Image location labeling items
┏━━

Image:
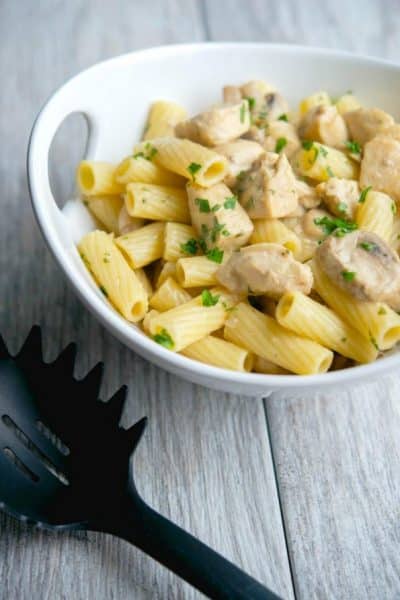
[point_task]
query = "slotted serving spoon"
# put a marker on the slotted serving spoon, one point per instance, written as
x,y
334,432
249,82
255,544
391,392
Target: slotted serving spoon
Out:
x,y
66,464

┗━━

• **What is expected**
Could you format every line of the items above as a Markdown table with the columns Row and Line, skipping blank lines and leaving out the pictures?

• **Exercise output**
| Row | Line |
|---|---|
| 1 | Image: |
| 2 | [point_task] |
| 3 | query = "slotted serving spoon" |
| 4 | # put a marker on the slotted serving spoon, one point per instance, written as |
| 5 | x,y |
| 6 | 334,432 |
| 7 | 249,82 |
| 8 | 255,544 |
| 9 | 391,392 |
| 10 | Target: slotted serving spoon |
| 11 | Out: |
| 12 | x,y |
| 13 | 66,464 |